Problem:
Set out exactly every line of the entries below, starting at the line that holds "black wetsuit, one" and stopping after the line that holds "Expected: the pointer indicates a point on the overcast".

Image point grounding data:
______________________________
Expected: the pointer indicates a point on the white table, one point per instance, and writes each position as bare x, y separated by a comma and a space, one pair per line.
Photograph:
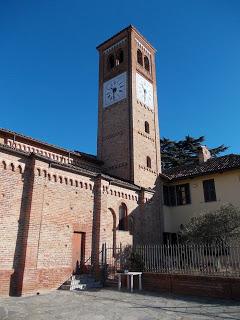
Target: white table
129, 275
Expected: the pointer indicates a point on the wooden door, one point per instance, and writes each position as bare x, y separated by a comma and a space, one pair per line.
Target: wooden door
78, 251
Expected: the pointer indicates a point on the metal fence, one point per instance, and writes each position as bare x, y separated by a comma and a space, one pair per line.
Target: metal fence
217, 260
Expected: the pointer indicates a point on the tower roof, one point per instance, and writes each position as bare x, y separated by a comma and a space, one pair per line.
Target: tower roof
127, 29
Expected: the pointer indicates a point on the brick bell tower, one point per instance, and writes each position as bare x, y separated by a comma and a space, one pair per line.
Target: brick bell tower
128, 131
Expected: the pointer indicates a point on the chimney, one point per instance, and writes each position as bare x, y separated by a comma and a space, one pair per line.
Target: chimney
203, 154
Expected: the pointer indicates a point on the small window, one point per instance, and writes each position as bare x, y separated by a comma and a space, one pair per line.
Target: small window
166, 198
172, 196
131, 225
111, 61
122, 217
120, 57
176, 195
149, 165
139, 57
209, 190
146, 63
183, 194
147, 127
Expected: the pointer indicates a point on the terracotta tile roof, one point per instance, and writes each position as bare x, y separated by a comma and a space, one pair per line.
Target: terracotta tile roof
213, 165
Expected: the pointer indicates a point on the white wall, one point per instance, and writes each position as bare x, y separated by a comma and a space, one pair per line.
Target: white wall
227, 187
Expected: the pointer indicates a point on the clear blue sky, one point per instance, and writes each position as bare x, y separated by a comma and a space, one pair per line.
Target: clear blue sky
49, 66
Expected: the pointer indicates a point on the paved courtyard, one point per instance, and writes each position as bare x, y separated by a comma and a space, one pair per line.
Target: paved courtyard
109, 304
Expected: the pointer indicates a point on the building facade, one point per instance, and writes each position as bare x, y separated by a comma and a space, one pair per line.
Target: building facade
57, 206
191, 190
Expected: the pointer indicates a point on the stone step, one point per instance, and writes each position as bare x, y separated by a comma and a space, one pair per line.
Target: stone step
81, 282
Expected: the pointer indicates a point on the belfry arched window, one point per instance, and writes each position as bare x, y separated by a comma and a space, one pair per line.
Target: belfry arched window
120, 57
131, 225
146, 63
146, 124
122, 217
111, 61
139, 57
149, 165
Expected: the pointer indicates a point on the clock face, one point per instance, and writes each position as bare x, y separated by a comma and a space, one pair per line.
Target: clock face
115, 89
144, 90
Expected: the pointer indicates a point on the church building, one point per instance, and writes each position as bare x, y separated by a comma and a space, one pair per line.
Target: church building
59, 206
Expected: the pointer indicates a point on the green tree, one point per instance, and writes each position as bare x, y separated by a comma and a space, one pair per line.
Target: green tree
214, 227
184, 152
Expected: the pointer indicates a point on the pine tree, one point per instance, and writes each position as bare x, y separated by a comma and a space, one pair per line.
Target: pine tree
184, 152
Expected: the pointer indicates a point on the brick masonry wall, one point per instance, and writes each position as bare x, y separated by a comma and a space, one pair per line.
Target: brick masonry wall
41, 207
214, 287
11, 204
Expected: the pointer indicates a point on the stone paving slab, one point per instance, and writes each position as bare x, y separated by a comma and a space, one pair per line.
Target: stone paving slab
110, 304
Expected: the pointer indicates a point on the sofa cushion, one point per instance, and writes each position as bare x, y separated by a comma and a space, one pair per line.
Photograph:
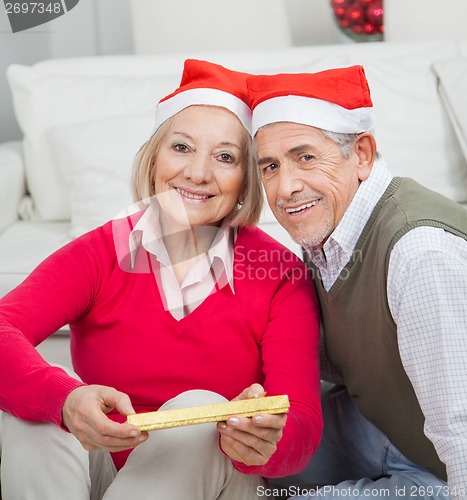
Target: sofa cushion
452, 80
26, 244
43, 101
96, 159
413, 131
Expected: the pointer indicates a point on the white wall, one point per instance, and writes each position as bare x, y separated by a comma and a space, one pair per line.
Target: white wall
93, 27
312, 22
424, 20
171, 27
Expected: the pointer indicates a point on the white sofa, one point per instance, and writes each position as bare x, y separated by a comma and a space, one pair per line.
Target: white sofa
83, 119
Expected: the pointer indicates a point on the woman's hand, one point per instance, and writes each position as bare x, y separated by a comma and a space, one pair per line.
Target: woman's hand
251, 440
84, 414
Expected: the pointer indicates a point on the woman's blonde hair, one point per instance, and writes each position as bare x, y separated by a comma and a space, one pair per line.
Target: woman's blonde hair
248, 209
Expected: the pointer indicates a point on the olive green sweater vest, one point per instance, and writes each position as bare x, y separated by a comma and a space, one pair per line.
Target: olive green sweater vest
360, 334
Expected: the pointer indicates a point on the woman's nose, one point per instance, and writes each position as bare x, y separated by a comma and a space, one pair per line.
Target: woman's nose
199, 169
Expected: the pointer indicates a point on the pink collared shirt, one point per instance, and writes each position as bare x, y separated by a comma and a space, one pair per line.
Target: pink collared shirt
210, 271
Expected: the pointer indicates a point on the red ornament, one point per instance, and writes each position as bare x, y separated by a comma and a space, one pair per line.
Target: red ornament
355, 14
359, 18
340, 3
369, 28
374, 13
357, 29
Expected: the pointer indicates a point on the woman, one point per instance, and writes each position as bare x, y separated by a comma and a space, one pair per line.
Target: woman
182, 303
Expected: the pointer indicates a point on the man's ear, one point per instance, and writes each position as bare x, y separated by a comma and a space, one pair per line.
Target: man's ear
366, 151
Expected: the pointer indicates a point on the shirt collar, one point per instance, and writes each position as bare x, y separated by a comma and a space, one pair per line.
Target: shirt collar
147, 233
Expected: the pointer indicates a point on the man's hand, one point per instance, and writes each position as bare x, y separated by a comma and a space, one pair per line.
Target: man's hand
251, 440
84, 414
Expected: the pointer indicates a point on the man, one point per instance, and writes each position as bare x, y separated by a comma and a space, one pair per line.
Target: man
389, 260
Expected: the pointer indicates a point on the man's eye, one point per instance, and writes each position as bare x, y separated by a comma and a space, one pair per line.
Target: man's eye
226, 158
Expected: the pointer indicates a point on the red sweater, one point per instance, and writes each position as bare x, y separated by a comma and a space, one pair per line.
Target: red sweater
122, 337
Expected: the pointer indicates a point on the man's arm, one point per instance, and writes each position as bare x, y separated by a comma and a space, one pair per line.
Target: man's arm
427, 295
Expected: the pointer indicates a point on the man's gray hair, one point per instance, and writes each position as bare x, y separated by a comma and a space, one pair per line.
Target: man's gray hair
346, 141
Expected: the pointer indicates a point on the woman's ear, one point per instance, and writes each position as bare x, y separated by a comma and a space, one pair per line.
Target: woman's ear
366, 151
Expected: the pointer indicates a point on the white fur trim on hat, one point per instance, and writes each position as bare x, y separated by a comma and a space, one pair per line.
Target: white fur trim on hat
314, 112
212, 97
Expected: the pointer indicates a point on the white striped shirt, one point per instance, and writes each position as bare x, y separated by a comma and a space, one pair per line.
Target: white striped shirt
427, 296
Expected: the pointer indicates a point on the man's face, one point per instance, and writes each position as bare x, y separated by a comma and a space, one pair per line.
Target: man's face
308, 183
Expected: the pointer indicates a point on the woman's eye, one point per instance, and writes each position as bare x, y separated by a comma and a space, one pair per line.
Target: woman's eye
269, 169
226, 158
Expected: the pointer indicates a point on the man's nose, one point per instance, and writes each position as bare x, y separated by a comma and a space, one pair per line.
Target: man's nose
290, 182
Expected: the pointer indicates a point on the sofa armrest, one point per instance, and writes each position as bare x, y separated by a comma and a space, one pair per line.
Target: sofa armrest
12, 182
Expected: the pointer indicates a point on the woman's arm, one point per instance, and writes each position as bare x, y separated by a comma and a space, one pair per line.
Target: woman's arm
290, 362
57, 292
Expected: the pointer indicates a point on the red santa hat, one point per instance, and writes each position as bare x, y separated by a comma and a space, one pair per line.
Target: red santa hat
337, 100
210, 84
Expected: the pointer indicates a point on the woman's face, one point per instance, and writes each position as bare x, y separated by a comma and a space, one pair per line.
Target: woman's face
200, 165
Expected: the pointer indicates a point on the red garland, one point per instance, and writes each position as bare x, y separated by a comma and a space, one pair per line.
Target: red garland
359, 17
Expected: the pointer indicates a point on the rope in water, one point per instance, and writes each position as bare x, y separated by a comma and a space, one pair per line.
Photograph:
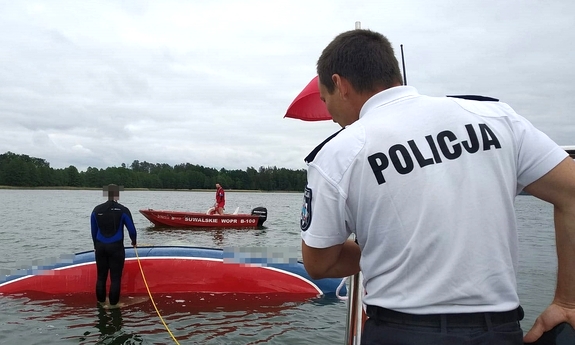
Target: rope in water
151, 298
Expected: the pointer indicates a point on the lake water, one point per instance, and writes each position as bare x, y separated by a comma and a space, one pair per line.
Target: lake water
39, 226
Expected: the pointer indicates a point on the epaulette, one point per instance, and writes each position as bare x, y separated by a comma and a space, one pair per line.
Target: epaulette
476, 98
314, 152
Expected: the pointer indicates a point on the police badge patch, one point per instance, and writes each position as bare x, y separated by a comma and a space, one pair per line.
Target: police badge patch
305, 220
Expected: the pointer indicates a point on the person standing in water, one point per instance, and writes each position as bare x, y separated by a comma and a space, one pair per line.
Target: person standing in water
107, 222
220, 199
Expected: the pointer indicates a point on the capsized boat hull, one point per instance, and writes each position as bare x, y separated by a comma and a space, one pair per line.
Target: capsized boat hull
203, 220
172, 269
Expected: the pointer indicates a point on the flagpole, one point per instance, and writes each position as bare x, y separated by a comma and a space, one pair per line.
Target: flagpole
354, 322
403, 63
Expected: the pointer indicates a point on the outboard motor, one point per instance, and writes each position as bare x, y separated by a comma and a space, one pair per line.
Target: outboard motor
262, 212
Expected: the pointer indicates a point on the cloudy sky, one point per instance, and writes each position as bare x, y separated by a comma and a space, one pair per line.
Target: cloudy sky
101, 83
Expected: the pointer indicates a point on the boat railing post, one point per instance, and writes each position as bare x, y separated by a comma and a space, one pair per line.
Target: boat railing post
354, 322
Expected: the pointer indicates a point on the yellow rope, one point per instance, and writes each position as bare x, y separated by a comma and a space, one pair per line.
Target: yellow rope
151, 298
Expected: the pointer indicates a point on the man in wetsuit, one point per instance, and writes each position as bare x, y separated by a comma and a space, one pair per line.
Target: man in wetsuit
220, 199
107, 222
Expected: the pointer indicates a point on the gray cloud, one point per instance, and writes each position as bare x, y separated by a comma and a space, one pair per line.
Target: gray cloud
106, 83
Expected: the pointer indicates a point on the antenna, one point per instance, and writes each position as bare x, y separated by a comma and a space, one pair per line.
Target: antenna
403, 63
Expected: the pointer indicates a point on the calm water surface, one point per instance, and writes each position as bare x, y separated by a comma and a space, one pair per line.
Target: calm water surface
39, 226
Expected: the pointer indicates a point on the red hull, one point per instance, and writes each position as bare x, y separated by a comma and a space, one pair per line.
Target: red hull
201, 220
170, 275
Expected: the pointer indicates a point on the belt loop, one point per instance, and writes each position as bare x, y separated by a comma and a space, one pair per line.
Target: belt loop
443, 323
488, 321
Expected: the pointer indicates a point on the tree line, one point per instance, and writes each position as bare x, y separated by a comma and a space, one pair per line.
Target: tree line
21, 170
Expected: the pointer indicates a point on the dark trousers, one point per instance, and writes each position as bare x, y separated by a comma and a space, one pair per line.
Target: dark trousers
110, 259
387, 327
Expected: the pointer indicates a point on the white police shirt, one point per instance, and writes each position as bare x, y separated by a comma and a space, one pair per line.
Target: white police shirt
427, 184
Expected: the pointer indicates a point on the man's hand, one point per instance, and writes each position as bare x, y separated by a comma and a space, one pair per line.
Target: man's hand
551, 317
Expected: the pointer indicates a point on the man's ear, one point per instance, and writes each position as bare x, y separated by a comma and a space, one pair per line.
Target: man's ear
342, 85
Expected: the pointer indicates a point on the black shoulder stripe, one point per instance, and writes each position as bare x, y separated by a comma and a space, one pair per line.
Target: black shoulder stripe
314, 152
475, 98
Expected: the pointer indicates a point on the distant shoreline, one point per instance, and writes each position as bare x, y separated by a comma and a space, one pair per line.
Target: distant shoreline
148, 189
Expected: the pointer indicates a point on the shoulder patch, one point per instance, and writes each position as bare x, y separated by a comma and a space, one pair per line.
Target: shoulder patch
305, 220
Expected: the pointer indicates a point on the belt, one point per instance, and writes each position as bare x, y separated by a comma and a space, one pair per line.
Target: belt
446, 320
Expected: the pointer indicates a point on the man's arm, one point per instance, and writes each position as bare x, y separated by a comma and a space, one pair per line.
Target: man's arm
332, 262
558, 188
129, 223
94, 227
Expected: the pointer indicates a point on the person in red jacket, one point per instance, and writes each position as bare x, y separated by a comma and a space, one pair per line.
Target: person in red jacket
220, 199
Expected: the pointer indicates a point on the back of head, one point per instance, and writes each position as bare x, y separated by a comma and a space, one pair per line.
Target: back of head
364, 57
112, 191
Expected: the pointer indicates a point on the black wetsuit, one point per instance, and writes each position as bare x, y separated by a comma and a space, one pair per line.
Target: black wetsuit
108, 221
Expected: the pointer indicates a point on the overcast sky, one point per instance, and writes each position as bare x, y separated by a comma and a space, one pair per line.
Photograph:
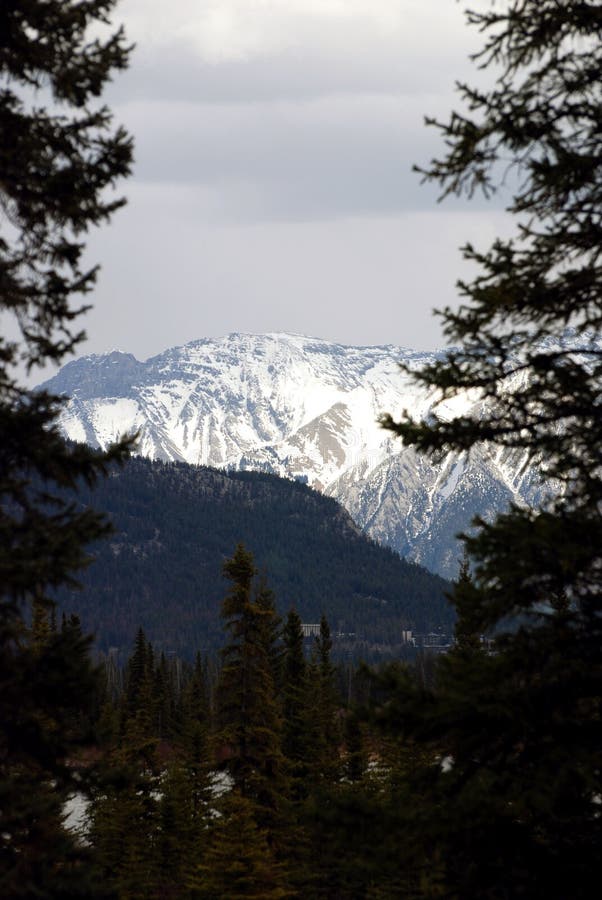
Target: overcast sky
272, 188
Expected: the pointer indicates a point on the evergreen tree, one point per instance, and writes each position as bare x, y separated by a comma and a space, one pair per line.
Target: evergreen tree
56, 163
520, 728
324, 724
295, 713
239, 863
248, 720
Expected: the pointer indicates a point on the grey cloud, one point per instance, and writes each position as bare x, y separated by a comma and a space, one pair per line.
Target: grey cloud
176, 72
331, 157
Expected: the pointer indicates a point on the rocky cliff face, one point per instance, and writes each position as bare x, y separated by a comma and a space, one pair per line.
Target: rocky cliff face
301, 408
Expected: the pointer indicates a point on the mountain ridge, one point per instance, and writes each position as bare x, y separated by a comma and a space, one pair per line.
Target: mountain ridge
307, 409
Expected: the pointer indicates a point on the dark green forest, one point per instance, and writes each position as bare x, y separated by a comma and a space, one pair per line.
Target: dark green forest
269, 770
174, 525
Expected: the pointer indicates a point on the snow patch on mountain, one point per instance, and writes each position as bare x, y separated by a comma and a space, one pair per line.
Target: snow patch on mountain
302, 408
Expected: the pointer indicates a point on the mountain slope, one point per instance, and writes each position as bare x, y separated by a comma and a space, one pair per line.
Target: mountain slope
306, 409
175, 524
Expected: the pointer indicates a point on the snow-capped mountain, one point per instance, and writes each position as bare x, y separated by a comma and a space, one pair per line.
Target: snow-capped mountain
301, 408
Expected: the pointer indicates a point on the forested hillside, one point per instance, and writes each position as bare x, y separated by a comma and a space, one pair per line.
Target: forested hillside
174, 526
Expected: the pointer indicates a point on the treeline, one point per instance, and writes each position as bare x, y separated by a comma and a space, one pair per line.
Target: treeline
174, 526
251, 778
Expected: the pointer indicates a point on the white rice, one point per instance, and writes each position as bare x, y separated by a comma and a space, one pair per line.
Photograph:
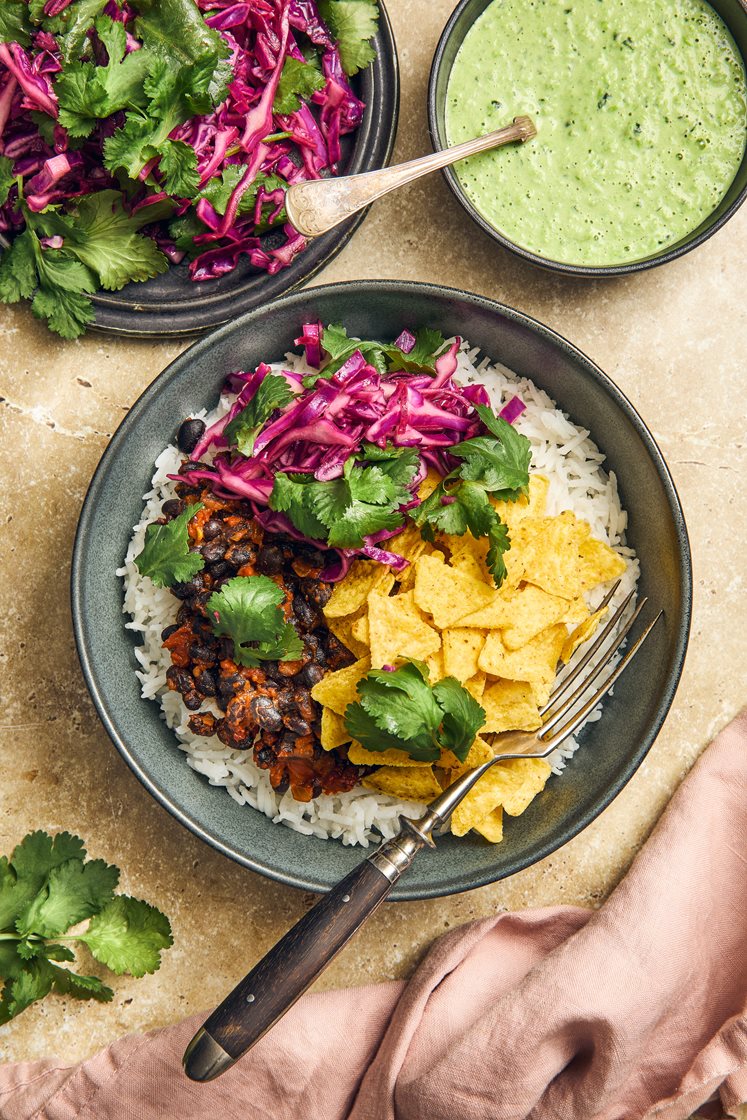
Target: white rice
560, 450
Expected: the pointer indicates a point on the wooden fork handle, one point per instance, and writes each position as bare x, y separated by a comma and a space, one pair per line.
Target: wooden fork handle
273, 986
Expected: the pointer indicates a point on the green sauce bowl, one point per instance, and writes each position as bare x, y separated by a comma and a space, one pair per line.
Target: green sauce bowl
734, 15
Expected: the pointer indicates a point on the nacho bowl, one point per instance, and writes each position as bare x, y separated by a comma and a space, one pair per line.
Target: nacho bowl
610, 749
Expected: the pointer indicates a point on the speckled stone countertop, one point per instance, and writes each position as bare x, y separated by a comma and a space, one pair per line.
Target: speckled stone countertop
673, 338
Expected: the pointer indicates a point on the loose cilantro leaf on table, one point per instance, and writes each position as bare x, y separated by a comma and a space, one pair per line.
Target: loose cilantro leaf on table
491, 467
400, 709
166, 556
353, 24
46, 887
246, 609
343, 511
297, 80
273, 392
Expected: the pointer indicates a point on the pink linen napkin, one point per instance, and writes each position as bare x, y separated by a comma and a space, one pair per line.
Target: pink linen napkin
635, 1010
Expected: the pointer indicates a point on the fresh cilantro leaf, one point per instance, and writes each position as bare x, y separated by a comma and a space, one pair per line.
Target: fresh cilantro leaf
74, 890
18, 269
104, 238
178, 165
463, 716
46, 887
298, 81
74, 25
128, 935
33, 983
292, 494
339, 347
360, 521
498, 464
246, 609
166, 556
7, 178
273, 392
13, 22
67, 313
401, 709
353, 24
89, 93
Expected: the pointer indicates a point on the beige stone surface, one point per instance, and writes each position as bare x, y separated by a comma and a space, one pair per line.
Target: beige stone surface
673, 338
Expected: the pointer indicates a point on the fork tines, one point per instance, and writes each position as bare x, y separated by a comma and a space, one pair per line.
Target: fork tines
570, 702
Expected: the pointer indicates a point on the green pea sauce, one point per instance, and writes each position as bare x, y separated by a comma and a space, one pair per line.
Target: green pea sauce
641, 112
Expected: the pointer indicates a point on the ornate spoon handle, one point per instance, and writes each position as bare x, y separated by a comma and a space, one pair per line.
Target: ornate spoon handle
319, 205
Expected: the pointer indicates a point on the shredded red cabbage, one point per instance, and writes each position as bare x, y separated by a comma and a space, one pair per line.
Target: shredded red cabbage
328, 422
242, 131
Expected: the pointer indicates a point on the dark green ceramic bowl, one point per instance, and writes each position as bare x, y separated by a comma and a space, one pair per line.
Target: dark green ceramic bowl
612, 748
734, 14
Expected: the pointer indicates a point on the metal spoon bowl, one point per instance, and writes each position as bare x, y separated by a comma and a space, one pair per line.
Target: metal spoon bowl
319, 205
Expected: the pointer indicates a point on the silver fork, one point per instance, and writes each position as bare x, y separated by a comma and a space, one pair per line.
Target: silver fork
291, 966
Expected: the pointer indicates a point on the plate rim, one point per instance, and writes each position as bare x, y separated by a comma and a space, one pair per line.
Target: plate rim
401, 892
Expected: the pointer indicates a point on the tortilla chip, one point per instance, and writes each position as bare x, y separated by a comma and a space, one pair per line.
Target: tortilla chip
581, 634
534, 662
531, 610
334, 733
436, 666
510, 706
353, 590
491, 827
476, 686
598, 563
360, 756
360, 631
344, 628
511, 784
336, 690
398, 630
447, 594
416, 783
461, 649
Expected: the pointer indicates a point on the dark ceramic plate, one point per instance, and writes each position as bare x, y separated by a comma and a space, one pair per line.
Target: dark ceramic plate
612, 748
734, 14
171, 306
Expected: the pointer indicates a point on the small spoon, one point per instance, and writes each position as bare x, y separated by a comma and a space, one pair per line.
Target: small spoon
319, 205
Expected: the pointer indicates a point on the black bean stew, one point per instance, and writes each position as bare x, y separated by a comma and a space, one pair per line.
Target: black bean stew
269, 709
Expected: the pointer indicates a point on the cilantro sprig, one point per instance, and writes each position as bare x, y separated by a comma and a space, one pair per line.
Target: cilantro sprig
246, 609
272, 392
166, 554
343, 511
400, 709
494, 467
48, 886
______________________________
Exercise solution:
Expected: the pointer indicates a point on the black wetsuit, one point per instance, and writes each position as bare x, y separated by a comma and a space, one pair per line.
Target: black wetsuit
108, 221
Expected: the pointer indicates a point on the overcast sky, one point per instance, and writes each position as bare x, y separated by a comma and a space, one pair per line.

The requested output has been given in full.